Give only the records below that run from the line containing "like x=129 y=983." through the line containing "x=771 y=1084", both lines included, as a two-column CSV headed request and answer. Put one row per record, with its text under request and its answer under answer, each in a single quoted field with line breaks replaced by spaces.

------------------------------------------------

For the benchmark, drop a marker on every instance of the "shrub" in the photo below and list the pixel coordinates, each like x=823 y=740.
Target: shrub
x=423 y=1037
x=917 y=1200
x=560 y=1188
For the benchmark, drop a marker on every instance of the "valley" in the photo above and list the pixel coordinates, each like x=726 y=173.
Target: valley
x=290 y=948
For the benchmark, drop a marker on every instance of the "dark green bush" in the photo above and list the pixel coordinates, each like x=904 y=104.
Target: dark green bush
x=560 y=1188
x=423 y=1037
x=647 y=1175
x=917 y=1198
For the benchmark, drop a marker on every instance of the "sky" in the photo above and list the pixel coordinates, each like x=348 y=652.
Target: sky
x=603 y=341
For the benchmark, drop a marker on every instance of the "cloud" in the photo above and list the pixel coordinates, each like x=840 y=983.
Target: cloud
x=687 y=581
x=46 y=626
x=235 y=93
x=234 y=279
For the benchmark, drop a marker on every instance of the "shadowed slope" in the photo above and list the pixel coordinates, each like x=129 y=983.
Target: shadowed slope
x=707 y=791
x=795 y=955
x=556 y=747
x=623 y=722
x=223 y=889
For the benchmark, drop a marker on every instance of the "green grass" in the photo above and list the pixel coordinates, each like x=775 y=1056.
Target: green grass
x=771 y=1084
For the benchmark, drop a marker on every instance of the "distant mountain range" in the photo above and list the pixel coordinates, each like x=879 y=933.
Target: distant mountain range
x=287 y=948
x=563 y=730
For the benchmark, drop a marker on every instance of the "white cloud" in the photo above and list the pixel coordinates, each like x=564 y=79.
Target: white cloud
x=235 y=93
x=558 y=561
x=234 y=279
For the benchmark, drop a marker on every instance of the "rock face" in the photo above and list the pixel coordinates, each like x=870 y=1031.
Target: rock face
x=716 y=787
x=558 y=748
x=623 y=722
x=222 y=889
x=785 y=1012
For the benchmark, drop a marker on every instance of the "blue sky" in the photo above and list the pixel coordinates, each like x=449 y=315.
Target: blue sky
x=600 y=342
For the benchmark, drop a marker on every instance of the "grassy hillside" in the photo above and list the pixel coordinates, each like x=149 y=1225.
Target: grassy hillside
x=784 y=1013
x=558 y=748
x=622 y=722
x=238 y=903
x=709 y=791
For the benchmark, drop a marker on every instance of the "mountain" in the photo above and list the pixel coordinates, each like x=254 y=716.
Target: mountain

------------------------------------------------

» Answer to the task
request,answer
"For the benchmark, drop a marker on every instance of the ""shadowed slope"" in the photo above and list the pixel coordinates, each like x=129 y=983. Target: shadowed slope","x=707 y=791 x=795 y=955 x=556 y=747 x=623 y=722 x=223 y=889"
"For the benchmark, drop a marker on every instance of the ""green grass"" in the photo above and list the pixel coordinates, each like x=775 y=1056. Target: green grass","x=771 y=1084"